#### Task prompt:
All the data below should be printed again without a single difference.

#### Dataset records:
%%

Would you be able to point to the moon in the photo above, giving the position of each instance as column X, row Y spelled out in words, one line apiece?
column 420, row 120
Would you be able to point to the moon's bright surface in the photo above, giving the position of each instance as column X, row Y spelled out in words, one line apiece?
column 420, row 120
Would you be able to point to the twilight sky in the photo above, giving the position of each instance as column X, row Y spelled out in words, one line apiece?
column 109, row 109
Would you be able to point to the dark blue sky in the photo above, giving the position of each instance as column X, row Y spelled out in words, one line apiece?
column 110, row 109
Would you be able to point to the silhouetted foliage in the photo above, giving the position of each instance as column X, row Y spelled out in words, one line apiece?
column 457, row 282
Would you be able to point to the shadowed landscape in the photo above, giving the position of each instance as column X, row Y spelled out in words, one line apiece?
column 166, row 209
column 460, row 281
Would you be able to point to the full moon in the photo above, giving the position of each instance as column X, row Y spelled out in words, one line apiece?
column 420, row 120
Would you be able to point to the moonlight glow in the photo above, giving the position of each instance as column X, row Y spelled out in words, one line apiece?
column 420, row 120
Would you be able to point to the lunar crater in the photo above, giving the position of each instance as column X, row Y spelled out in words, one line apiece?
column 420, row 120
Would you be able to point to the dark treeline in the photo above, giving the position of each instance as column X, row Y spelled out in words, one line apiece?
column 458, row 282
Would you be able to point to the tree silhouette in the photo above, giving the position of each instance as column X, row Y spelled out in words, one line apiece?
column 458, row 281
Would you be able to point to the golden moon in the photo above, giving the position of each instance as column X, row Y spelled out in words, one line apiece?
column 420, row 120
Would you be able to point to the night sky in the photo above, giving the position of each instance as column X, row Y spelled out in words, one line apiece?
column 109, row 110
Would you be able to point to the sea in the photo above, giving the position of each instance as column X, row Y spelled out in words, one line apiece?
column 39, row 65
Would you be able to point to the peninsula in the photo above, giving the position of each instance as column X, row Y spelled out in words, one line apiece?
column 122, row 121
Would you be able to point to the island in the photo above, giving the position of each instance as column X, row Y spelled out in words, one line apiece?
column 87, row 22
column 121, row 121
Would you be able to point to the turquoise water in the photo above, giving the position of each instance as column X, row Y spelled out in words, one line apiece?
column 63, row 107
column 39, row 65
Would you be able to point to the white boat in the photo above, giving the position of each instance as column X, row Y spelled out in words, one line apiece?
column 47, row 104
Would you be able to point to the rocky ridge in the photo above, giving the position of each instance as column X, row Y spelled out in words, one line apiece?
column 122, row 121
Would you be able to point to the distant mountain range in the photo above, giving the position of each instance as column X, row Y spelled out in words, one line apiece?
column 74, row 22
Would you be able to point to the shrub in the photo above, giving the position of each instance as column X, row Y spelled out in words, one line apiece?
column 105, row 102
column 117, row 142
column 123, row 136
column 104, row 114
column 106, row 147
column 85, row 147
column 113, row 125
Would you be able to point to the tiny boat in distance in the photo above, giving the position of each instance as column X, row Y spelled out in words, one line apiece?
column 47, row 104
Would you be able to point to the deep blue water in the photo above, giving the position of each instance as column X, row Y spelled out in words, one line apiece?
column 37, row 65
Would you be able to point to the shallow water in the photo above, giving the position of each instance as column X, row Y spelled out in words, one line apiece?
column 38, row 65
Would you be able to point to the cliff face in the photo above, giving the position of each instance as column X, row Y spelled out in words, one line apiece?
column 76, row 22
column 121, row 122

%%

#### Response to this task:
Would you be able to point to the moon in the photo above, giving the position of each instance as column X, row Y spelled out in words, one line apiece?
column 420, row 120
Would you be able to point to the moon's bright surface in the photo above, giving the position of each instance as column X, row Y spelled out in words, one line apiece?
column 420, row 120
Would you be able to point to the twilight sky in the photo above, giving the position of each instance as column X, row Y spelled out in words, one line apiece?
column 109, row 109
Would you be able to point to the dark blue sky in the photo above, giving the position of each instance as column X, row Y spelled out in words, one line apiece?
column 110, row 109
Would you be able to point to the silhouetted foliage in the photo above, giving the position of each instance as column X, row Y spelled out in words, one line apiece?
column 457, row 282
Would you be able to point to the shadowed landscape in the photo above, giving the position of each instance as column X, row Y spelled out in words, one line apiece?
column 166, row 209
column 460, row 281
Would you be able to point to the full moon in the photo above, giving the position of each instance as column X, row Y spelled out in words, one line apiece?
column 420, row 120
Would you be able to point to the moonlight glow in the photo above, giving the position of each instance as column X, row Y spelled out in words, one line apiece?
column 420, row 120
Would you be able to point to the lunar crater in the photo above, giving the position of each instance as column X, row Y spelled out in words, one line apiece?
column 420, row 120
Would you be able to point to the dark treeline in the photo above, giving the position of each instance as column X, row Y spelled out in words, one line apiece?
column 458, row 282
Would you be able to point to the tree silhouette in the photo above, giving the position of each instance as column X, row Y spelled out in words, one line apiece?
column 458, row 281
Would you be able to point to the golden moon in the photo above, giving the position of each instance as column X, row Y spelled out in words, one line apiece?
column 420, row 120
Would you be able to point to the night sky in the photo above, giving the position of each instance as column X, row Y spelled out in words, one line apiece?
column 109, row 110
Would you be able to point to the sea in the photo above, giving the position of each instance as column X, row Y spelled out in words, one line apiece?
column 39, row 65
Would you be able to point to the peninsula in the photo above, giving the position of each instance as column X, row Y spelled out in words, one line apiece?
column 122, row 121
Would you be able to point to the island in the photo above, giving the position of each instance as column X, row Y spelled out in words, one line apiece?
column 87, row 22
column 121, row 121
Would you be able to point to the turquoise water in the photo above, giving the position of each instance as column X, row Y spelled out in words, one line apiece?
column 63, row 107
column 39, row 65
Would you be able to point to the white boat in the photo above, giving the position of each instance as column X, row Y spelled out in words, one line apiece?
column 47, row 104
Would you be able to point to the rocky ridge in the photo above, giving the position of each instance as column X, row Y spelled out in words, one line apiece?
column 122, row 121
Would you be able to point to the distant mountain range in the photo above, giving the position of each instance as column X, row Y spelled out in words, one line apiece?
column 74, row 22
Would you be able to point to the shrub in the photo above, giving the position of each instance as column X, row Y spelled out in words, one line apiece?
column 105, row 102
column 117, row 142
column 123, row 136
column 104, row 114
column 106, row 147
column 85, row 147
column 113, row 125
Would you be able to point to the tiny boat in distance in the photo above, giving the position of each instance as column X, row Y spelled out in words, one line apiece?
column 47, row 104
Would you be able to point to the deep blue water in the photo above, giving the position of each instance as column X, row Y spelled out in words, one line apiece?
column 37, row 65
Would you be able to point to the shallow water in the photo above, giving the position of each instance as column X, row Y spelled out in words, one line apiece?
column 38, row 65
Would you be able to point to the cliff face in the photo above, giving the position of each instance as column X, row Y spelled out in words, one line apiece?
column 76, row 22
column 121, row 122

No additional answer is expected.